----- Data provided

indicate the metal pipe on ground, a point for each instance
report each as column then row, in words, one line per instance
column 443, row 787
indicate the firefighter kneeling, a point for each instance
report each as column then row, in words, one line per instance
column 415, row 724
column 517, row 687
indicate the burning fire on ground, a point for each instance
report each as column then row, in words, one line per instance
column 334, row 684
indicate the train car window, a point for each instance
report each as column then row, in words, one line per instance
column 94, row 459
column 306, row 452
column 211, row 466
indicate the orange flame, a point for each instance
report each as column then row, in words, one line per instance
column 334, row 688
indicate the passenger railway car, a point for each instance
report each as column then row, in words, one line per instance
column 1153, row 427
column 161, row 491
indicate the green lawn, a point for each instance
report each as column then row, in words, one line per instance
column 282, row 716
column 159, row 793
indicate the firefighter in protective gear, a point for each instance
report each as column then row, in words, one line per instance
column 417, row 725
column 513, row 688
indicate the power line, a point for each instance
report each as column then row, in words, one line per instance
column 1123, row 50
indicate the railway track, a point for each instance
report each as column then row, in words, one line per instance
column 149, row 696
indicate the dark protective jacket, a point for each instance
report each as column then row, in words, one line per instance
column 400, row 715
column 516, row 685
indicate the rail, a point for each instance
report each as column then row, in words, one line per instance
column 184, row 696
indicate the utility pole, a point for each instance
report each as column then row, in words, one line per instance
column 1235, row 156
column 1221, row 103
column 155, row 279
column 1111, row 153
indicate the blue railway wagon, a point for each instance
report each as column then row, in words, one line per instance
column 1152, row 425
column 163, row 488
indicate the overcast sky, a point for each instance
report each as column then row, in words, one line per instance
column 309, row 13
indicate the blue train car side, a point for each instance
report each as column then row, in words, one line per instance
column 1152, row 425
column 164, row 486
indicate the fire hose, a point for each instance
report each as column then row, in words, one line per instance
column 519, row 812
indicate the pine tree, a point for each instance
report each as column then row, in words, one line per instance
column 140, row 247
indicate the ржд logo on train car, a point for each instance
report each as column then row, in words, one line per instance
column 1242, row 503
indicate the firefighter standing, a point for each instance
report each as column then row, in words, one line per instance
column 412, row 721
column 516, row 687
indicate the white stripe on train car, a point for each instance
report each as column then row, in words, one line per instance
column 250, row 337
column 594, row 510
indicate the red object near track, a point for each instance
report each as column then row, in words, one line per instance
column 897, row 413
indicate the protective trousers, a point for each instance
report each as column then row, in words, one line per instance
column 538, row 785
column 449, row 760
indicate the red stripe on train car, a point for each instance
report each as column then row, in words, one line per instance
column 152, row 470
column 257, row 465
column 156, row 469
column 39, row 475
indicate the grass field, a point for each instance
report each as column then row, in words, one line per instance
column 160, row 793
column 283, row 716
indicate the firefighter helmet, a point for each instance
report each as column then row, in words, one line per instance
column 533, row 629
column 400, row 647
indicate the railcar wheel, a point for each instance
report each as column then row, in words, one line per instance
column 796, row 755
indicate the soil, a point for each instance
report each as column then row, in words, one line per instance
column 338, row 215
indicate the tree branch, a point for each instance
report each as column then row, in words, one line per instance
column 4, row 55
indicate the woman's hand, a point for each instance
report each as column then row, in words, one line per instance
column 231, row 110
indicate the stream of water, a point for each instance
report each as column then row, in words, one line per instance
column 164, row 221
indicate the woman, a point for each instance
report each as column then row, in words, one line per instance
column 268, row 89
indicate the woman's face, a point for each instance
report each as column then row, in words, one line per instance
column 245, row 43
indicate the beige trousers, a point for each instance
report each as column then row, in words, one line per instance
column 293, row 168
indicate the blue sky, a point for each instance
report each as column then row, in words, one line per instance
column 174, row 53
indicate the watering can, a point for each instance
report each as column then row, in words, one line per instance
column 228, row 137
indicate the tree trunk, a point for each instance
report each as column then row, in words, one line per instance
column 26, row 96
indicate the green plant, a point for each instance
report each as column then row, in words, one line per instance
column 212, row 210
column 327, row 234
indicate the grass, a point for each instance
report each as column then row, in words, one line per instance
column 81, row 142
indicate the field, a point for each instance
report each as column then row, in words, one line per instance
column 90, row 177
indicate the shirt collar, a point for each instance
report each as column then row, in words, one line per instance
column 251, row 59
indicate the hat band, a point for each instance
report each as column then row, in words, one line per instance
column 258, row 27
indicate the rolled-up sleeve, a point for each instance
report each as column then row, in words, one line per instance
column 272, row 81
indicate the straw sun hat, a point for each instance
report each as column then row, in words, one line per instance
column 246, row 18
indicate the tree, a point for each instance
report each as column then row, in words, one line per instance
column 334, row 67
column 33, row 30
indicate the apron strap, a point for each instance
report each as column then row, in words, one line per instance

----------

▶ [Task instructions]: Convert every line of the listing above into a numbered list, leaving out any blank lines.

▶ [Task result]:
1. indicate the metal pipe on ground, a point for each instance
2. report each as column then row, in words, one line per instance
3. column 443, row 787
4. indicate the firefighter kneeling, a point for each instance
5. report each as column then row, in words, one line per instance
6. column 415, row 724
7. column 517, row 687
8. indicate the burning fire on ground, a point for each instance
9. report each as column then row, in words, one line per instance
10. column 334, row 684
11. indicate the train car window, a point for each instance
12. report each as column then row, in words, one line per instance
13. column 94, row 459
14. column 306, row 452
15. column 211, row 466
16. indicate the orange flame, a point for each instance
17. report each as column then row, in words, one line per instance
18. column 334, row 688
19. indicate the passenger railway car, a point for each instance
20. report each as column then row, in words, one line per instance
21. column 1153, row 427
22. column 161, row 491
23. indicate the green lawn, a point for each instance
24. report each as column then row, in words, one line per instance
25. column 282, row 716
26. column 159, row 793
27. indicate the firefighter in protective gear, a point for each instance
28. report each as column then row, in words, one line per instance
29. column 417, row 725
30. column 513, row 688
31. indicate the power line, a point for each instance
32. report each as column then row, in words, one line per instance
33. column 1123, row 50
34. indicate the railway track, a point for each instance
35. report each as column then row, in words, one line per instance
36. column 149, row 696
37. indicate the dark protective jacket, a point for each instance
38. report each as column then row, in words, one line per instance
39. column 400, row 715
40. column 516, row 685
41. indicate the rail, a point for each instance
42. report each as column then row, in words, one line per instance
43. column 184, row 696
44. indicate the utility pole, a point for each instance
45. report each as column then row, in words, one line per instance
46. column 1235, row 156
47. column 1221, row 103
48. column 155, row 279
49. column 1111, row 153
50. indicate the blue railway wagon, a point for each instance
51. report each as column then row, in words, one line per instance
52. column 1152, row 425
53. column 163, row 488
54. indicate the overcast sky, a point for each instance
55. report each as column then row, in words, one line per instance
56. column 309, row 13
57. indicate the blue train car side, a point for each instance
58. report each as column then row, in words, one line per instance
59. column 1152, row 425
60. column 164, row 486
61. indicate the fire hose, a point for each instance
62. report each as column then row, in words, one line per instance
63. column 519, row 812
64. indicate the pine tree, a point for each instance
65. report each as column then row, in words, one line per instance
66. column 140, row 247
67. indicate the ржд logo on train car, a point for each instance
68. report each as column then row, in words, one line per instance
69. column 1242, row 503
70. indicate the firefighter standing, a point for each instance
71. report each as column then row, in words, one line per instance
72. column 412, row 721
73. column 516, row 687
74. indicate the white stripe on train car, a point for each instance
75. report each as column then row, in words, one line per instance
76. column 250, row 337
77. column 594, row 510
78. indicate the red object near track, a point for each instance
79. report each as column then row, in words, one line per instance
80. column 897, row 413
81. indicate the protective trousers, a point for each instance
82. report each as column then row, in words, one line per instance
83. column 538, row 785
84. column 449, row 760
85. indicate the red stripe on train car, a point for each instance
86. report each as column then row, in words, one line per instance
87. column 152, row 470
88. column 257, row 465
89. column 156, row 469
90. column 39, row 475
91. indicate the grass field, a point for each instance
92. report each as column then row, in words, one line per instance
93. column 160, row 793
94. column 283, row 716
95. indicate the firefighter helmet, a point for each instance
96. report each as column then row, in words, one line per instance
97. column 533, row 629
98. column 400, row 647
99. indicate the railcar wheel, a point for each instance
100. report each as column then row, in words, one line per instance
101. column 796, row 755
102. indicate the soil, a point for each instance
103. report each as column then row, in words, one line per instance
104. column 338, row 215
105. indicate the tree branch, a point for each instance
106. report each as column then row, in words, one line per instance
107. column 4, row 55
108. indicate the woman's hand, a point for each instance
109. report each as column then row, in words, one line per instance
110. column 231, row 110
111. indicate the stream of water, a point for each instance
112. report each as column then row, in words, one line per instance
113. column 164, row 221
114. indicate the woman, a point for each instance
115. report each as column then row, in words, one line per instance
116. column 268, row 89
117. indicate the woman's face, a point for each instance
118. report each as column then row, in words, one line per instance
119. column 245, row 43
120. indicate the beige trousers, a point for each instance
121. report each as column then row, in words, one line per instance
122. column 293, row 168
123. indicate the blue sky, a point for each instance
124. report each as column then row, in words, one line per instance
125. column 174, row 53
126. indicate the watering can, a point for each instance
127. report each as column then row, in words, one line per instance
128. column 228, row 137
129. indicate the tree trunk, a point for each instance
130. report each as column then row, in words, one line per instance
131. column 26, row 96
132. indicate the green plant, a point for each instance
133. report each as column then row, in words, one line per instance
134. column 212, row 210
135. column 327, row 234
136. indicate the grass, a point for each instance
137. report each as column then row, in words, one line per instance
138. column 81, row 142
139. indicate the field, a point for each instance
140. report each as column then row, in words, one line per instance
141. column 90, row 177
142. indicate the shirt collar, a point for each instance
143. report each as column then row, in words, one line per instance
144. column 251, row 59
145. indicate the hat band, a point for each instance
146. report each as column then row, in words, one line per instance
147. column 258, row 27
148. indicate the rolled-up sleeve, a point for each instance
149. report each as column then row, in words, one line per instance
150. column 272, row 81
151. indicate the straw sun hat, a point for each instance
152. report each as column then row, in words, one line per instance
153. column 246, row 18
154. indicate the tree, a point for each instance
155. report each as column then row, in words, one line per instance
156. column 334, row 67
157. column 33, row 30
158. indicate the apron strap, a point for each instance
159. report each as column then row, in words, one line per instance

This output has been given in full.